**JOB A:** Rewrite the location labeling records starting at the line containing "paper. Tag each instance with a single point." and ending at the last line of the records, replacing "note paper" with "writing paper" and leaving everything else unchanged.

OPERATIONS: Doorhanging is for drivers, not for kids

 
June 30, 2003

Jim Moran is a pizza and restaurant industry veteran, and an industry consultant and speaker with Restaurant Trainers, Inc.

I typically get about a dozen e-mails regarding articles I write for PizzaMarketplace. I enjoy the comments and opinions and have responded to all of them -- that is, until last month's article, "Everyone wins on the 'one per run' delivery system." I got so many e-mails I was unable to respond to them all.

Most of the comments were from drivers or managers who felt that they did not need to do any additional promoting of their stores because they have a group of kids who does such promotion for them.

Let me be clear: I don't think drivers should promote in addition to your group of kids, I think they should promote instead of them, Properly motivated drivers are always the best promoters because it is in their best interest to do a great job. Running around (that's right, running, not walking) distributing doorhangers to

Jim Moran

businesses and homes is the easiest way to promote sales. The more sales a store does, the more money a driver will make.

**JOB B:** Carry on the article about drivers handing out doorhangers, starting after its final sentence.

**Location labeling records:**
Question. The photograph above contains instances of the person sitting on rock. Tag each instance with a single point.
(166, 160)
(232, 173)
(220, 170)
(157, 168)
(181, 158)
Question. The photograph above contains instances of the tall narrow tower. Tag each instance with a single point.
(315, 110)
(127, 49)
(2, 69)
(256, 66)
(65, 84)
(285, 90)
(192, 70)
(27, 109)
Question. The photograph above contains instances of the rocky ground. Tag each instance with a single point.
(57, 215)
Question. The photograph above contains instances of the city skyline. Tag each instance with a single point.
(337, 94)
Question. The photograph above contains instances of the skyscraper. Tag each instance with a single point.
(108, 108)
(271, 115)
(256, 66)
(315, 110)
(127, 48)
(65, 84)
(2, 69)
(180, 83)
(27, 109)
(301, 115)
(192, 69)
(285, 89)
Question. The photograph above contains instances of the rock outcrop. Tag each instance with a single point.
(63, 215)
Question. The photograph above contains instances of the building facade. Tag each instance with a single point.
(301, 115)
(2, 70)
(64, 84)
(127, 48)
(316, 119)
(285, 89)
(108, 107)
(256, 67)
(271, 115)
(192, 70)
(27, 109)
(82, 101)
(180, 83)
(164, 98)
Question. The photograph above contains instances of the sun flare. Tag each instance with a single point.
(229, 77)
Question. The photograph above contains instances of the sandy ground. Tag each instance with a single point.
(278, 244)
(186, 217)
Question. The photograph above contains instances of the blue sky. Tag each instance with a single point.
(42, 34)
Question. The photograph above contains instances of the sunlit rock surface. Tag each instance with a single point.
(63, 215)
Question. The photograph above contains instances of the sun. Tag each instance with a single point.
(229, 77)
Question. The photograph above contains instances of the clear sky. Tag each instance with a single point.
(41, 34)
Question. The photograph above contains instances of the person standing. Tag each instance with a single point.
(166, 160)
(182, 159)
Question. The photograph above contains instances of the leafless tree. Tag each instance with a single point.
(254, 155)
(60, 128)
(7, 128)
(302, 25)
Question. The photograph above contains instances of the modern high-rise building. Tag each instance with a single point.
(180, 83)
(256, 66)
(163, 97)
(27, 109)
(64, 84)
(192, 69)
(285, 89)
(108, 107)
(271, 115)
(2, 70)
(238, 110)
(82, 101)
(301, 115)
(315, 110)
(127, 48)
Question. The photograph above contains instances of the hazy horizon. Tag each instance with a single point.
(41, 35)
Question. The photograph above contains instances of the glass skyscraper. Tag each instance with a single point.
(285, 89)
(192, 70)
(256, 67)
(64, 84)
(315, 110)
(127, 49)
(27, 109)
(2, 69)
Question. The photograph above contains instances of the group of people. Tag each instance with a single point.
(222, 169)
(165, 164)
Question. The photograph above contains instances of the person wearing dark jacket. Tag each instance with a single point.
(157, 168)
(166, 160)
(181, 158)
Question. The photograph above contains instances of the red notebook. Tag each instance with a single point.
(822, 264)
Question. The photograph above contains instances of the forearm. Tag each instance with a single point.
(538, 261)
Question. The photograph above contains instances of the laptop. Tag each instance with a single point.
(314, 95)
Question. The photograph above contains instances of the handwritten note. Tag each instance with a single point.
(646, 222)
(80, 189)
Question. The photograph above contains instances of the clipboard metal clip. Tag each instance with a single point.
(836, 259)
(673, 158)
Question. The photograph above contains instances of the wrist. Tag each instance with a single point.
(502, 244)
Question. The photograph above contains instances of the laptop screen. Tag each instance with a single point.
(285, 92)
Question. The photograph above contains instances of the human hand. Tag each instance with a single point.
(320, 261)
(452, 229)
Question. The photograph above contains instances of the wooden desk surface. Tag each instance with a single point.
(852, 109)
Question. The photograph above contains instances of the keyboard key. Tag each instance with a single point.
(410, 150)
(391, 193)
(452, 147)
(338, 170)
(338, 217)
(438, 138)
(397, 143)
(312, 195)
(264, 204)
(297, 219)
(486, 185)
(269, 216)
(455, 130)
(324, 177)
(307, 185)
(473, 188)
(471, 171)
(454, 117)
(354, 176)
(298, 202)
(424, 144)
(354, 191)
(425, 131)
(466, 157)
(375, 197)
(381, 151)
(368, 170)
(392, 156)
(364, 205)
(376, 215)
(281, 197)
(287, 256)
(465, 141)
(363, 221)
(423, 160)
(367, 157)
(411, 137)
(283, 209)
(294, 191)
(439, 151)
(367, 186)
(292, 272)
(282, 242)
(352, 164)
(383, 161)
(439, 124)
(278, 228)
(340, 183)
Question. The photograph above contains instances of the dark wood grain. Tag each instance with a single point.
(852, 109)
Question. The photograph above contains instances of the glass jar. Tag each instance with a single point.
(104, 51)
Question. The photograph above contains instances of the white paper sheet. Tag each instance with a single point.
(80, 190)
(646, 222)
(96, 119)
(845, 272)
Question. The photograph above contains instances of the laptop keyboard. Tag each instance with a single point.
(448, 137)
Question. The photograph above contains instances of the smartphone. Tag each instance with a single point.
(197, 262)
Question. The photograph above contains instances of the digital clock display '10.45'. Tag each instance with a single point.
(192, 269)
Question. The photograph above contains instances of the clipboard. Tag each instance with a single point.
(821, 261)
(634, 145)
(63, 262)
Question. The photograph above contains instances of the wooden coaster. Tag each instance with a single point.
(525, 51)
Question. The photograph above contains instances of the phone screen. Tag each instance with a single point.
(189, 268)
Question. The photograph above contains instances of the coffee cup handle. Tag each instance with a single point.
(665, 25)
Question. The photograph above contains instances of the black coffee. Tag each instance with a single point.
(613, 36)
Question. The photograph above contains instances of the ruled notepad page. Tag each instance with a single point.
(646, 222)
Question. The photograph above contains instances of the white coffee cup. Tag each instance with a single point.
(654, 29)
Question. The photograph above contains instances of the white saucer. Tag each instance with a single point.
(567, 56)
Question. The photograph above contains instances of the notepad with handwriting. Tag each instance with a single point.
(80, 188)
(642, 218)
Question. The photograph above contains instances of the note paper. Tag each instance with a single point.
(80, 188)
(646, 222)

**REPLY A:**
Question. The photograph above contains instances of the writing paper. Tag each instance with a single point.
(80, 188)
(646, 222)

**REPLY B:**
There is definitely a right way and a wrong way to promote. If one of my consulting clients wants to learn the right way, they actually have to go promoting with me. Many of the important aspects of promoting must be demonstrated rather than explained.

I can tell you that the right way to promote involves an organized approach where each promoter has a specific border to the territory in which he'll promote, as well as a direction in which he'll send the promoters.

The wrong way is to drop six or eight kids in a neighborhood, tell them to have at it and then pick them up a couple of hours later at some park or intersection (See David Grisard's comments on running low labor in my past article, "The secrets of running low labor" http://www.pizzamarketplace.com/research_story.htm?article_id=15528&pavilion=104).

A recent client of mine, who is a master franchisee for Wing Zone, has adopted my approach and seen dramatic results. He stopped using the group of school kids he'd used and started using drivers. Normally these drivers were scheduled at 11 a.m., but now they come in at 9 a.m. and go promoting. When finished, they help the manager prep and set up the store.

In the afternoon they no longer choose between sending one driver on a two- or three-hour break or keeping them both and pushing labor cost higher. Instead the drivers trade off days going out promoting with the manager or manager-in-training when the lunch rush slows. An added benefit to this system is this: If you get busy earlier than expected, it's easy to call a driver on a cell phone and get him back to the store.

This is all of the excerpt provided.